Labels for object points
————————
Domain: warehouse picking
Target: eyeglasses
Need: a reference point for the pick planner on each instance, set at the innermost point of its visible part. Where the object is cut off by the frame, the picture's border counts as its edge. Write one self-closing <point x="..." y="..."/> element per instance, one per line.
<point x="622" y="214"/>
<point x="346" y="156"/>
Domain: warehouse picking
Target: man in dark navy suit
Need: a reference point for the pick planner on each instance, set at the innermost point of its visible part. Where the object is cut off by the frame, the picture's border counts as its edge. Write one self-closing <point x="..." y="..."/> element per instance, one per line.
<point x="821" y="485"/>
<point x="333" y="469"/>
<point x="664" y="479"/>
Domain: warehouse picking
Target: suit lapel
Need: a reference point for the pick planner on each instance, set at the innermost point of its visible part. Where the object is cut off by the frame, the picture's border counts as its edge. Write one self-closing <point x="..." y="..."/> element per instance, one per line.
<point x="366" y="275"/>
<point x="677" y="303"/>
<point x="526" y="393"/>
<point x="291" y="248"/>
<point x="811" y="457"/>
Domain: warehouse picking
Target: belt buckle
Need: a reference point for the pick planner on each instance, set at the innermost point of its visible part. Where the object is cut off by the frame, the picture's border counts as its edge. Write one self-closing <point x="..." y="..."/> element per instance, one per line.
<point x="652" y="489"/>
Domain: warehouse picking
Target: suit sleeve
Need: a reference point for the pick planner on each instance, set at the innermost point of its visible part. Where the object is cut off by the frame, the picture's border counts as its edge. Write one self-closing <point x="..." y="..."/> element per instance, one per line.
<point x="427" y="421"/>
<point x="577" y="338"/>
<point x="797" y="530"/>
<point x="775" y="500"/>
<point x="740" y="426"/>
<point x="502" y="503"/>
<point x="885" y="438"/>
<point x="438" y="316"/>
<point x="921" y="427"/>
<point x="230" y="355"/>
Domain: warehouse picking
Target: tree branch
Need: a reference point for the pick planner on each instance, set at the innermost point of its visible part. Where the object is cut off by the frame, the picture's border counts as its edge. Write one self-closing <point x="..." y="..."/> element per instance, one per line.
————————
# [Set task]
How many of the lines above contain the string "suit"? Reply with the number alone.

# [In response]
3